**WHAT IS BEING ASKED:**
Lay out the entries from the line with "Pick out one point on every instance of the tempura" up to and including the line with "[(755, 542)]" as a Markdown table. Use a column named Row for the row number and a column named Text for the line, and skip any blank lines.
* BEGIN DATASET EXCERPTS *
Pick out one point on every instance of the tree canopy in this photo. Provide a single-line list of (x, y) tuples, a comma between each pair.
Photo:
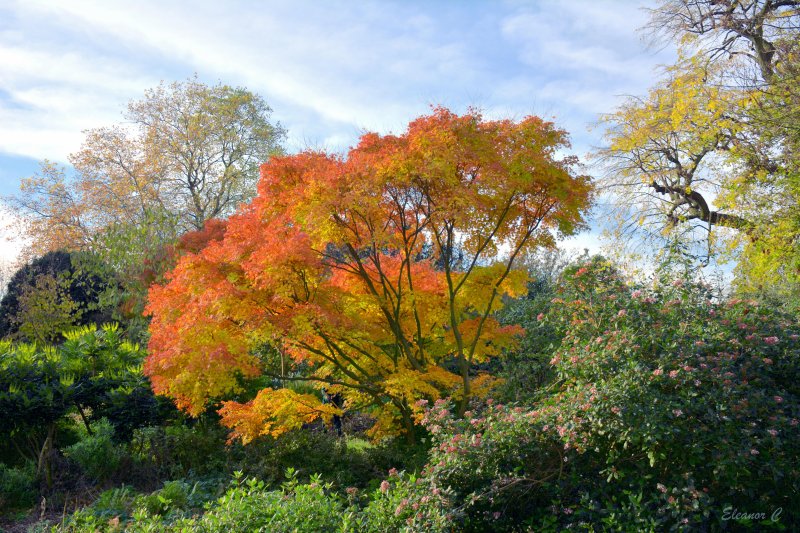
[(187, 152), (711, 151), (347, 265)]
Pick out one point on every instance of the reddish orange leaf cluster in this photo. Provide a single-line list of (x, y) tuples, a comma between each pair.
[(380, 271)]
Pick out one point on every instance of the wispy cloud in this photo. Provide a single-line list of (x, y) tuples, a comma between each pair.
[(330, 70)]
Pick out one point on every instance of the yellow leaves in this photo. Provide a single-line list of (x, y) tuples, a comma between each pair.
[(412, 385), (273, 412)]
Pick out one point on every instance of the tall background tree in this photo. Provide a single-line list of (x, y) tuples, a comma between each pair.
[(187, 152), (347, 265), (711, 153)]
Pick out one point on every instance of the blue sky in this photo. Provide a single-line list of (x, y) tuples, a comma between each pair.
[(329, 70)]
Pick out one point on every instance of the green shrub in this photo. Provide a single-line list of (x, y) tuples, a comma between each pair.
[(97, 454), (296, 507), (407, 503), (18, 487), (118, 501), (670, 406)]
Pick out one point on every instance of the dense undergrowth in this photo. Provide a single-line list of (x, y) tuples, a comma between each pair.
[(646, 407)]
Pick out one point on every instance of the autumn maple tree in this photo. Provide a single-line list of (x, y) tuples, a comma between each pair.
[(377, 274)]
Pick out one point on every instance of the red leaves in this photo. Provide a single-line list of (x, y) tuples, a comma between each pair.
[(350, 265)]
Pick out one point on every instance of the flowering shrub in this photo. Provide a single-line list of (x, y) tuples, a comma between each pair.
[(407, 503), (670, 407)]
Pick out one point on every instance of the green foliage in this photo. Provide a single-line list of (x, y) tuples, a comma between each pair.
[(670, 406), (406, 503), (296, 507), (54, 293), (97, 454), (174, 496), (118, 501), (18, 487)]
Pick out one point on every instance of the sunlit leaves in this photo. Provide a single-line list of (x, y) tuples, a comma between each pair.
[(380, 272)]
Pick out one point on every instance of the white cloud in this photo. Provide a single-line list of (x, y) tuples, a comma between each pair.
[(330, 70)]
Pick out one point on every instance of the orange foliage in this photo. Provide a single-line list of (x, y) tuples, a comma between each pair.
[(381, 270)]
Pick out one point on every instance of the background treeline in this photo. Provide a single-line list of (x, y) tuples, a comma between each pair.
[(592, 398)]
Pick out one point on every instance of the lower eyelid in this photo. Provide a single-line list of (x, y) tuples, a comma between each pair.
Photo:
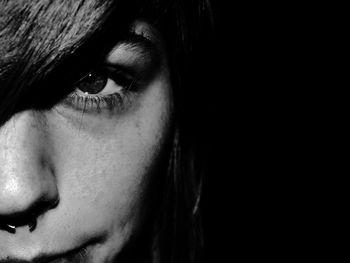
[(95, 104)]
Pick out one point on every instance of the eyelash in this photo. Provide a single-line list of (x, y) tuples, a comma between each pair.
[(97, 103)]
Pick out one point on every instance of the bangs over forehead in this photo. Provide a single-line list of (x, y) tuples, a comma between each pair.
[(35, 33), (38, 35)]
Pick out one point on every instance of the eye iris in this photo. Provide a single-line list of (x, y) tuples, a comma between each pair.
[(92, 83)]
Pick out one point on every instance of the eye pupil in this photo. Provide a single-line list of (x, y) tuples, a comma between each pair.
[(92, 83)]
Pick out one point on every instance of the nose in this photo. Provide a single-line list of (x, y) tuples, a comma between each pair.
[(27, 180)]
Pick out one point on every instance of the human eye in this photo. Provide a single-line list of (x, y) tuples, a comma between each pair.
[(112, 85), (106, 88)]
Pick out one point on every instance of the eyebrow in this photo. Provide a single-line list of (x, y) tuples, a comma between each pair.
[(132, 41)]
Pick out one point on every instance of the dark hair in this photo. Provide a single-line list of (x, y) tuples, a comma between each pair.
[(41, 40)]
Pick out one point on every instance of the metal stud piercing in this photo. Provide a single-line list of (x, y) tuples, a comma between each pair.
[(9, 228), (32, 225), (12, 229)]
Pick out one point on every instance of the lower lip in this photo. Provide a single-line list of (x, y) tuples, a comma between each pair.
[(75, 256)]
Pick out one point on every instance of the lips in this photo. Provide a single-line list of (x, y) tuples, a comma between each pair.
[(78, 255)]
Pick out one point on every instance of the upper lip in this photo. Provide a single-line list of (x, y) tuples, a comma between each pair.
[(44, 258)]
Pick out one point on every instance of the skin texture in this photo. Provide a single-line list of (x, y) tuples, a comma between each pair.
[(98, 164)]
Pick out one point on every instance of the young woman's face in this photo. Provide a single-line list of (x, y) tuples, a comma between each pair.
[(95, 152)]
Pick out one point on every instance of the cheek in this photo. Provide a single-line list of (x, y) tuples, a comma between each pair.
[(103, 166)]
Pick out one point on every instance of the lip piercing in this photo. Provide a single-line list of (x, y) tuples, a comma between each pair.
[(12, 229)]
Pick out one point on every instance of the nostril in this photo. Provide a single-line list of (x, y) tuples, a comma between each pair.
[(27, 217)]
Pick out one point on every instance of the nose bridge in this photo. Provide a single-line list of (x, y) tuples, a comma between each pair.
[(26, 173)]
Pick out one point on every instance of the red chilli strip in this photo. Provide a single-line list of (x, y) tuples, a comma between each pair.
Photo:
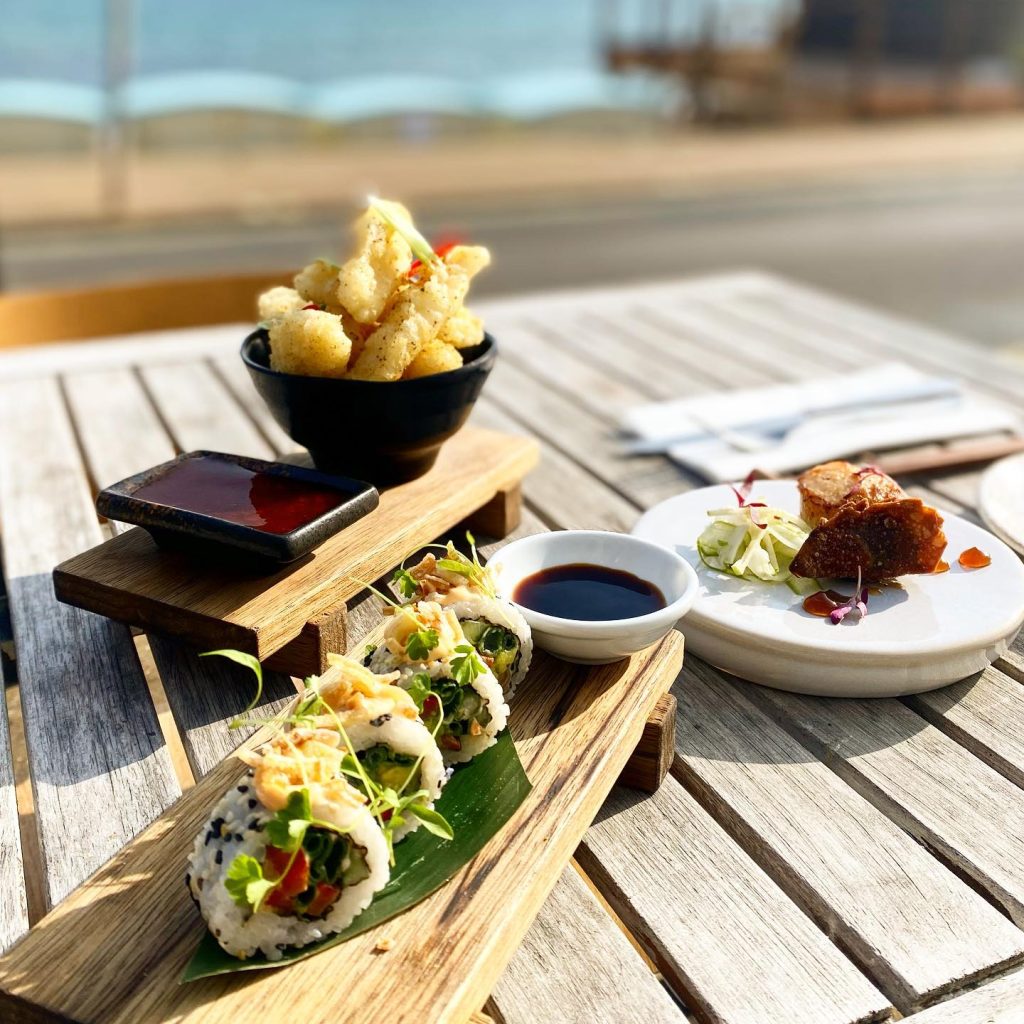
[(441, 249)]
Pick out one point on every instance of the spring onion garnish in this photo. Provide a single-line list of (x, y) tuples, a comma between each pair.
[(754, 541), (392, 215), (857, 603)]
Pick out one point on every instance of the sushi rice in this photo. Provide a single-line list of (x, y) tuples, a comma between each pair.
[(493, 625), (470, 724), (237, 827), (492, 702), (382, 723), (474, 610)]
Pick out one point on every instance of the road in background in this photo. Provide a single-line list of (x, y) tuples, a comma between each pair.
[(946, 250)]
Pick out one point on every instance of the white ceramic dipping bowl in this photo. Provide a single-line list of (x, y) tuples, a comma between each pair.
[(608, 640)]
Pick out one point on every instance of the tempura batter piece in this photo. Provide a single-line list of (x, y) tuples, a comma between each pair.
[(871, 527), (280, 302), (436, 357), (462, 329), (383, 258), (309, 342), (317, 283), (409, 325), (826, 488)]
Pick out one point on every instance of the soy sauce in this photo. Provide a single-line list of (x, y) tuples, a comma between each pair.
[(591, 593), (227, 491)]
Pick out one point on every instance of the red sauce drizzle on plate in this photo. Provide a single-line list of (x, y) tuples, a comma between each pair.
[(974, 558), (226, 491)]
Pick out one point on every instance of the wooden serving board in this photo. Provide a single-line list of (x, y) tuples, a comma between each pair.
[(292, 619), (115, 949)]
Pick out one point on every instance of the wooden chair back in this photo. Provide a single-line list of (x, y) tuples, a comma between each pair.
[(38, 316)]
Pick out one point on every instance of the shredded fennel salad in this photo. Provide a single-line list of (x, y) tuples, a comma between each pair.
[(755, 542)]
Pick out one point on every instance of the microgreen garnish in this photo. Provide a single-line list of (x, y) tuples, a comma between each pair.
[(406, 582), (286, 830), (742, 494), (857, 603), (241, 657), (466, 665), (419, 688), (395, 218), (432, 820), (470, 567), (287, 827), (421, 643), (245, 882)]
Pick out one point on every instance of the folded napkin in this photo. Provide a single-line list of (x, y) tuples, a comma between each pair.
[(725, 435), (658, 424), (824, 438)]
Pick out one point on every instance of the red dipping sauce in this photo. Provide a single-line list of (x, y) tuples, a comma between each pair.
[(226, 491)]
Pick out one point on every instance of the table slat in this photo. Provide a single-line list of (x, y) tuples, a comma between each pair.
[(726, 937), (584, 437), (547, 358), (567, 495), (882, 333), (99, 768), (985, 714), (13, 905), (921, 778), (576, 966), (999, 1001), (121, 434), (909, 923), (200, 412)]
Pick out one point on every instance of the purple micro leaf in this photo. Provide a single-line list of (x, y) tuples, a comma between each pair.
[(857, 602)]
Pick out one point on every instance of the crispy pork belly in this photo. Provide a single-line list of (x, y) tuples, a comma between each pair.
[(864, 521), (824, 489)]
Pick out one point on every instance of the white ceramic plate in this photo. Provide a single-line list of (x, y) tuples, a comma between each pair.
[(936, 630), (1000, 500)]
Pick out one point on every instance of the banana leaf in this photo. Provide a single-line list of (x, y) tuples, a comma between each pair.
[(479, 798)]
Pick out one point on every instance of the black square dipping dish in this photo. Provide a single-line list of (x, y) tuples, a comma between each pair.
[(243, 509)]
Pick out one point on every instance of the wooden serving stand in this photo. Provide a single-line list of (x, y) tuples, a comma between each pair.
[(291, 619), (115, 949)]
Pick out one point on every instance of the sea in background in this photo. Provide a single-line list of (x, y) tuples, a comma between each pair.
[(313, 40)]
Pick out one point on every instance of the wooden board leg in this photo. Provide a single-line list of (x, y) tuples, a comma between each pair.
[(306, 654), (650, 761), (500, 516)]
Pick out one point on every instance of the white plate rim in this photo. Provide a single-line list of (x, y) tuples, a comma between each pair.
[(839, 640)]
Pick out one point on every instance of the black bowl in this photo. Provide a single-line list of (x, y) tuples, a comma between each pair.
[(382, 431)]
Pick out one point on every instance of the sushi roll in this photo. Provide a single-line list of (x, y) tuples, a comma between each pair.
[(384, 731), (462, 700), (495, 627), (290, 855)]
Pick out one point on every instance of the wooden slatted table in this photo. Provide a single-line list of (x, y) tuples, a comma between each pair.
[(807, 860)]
* END DATASET EXCERPTS *
**SOLUTION FOR THIS EXERCISE:**
| Row | Text |
|---|---|
| 1 | Pick out one point on every instance of the tempura batter piece in this photo. Provide a single-line list of (x, y) tuples, a comma between each pair. |
| 2 | [(871, 527), (280, 302), (436, 357), (462, 329), (383, 258), (309, 342), (317, 283), (409, 325), (826, 488)] |
| 3 | Pick out one point on every instance of the soy sauce in this photo. Provide a single-line list of (x, y) tuples, a comma between each pair. |
| 4 | [(591, 593), (227, 491)] |
| 5 | Pick out one point on every instance of the red sauce drizzle on plate in this photo. Provide a single-line list of (x, y) tuples, a comma between each pair. |
| 6 | [(974, 558), (226, 491)] |
| 7 | Pick out one point on every instance of the wooden serving board in this photo. Provide a single-line list of (x, y) tuples, a comma between each pair. |
| 8 | [(292, 619), (115, 949)] |
| 9 | Pick out one point on every instance of the wooden chair back in this photo. Provide a single-line list of (x, y) tuples, a comma between each pair. |
| 10 | [(38, 316)] |
| 11 | Pick out one point on every instance of the shredded fennel salad in this photo. Provide a single-line list of (x, y) tuples, a comma between each pair. |
| 12 | [(755, 542)] |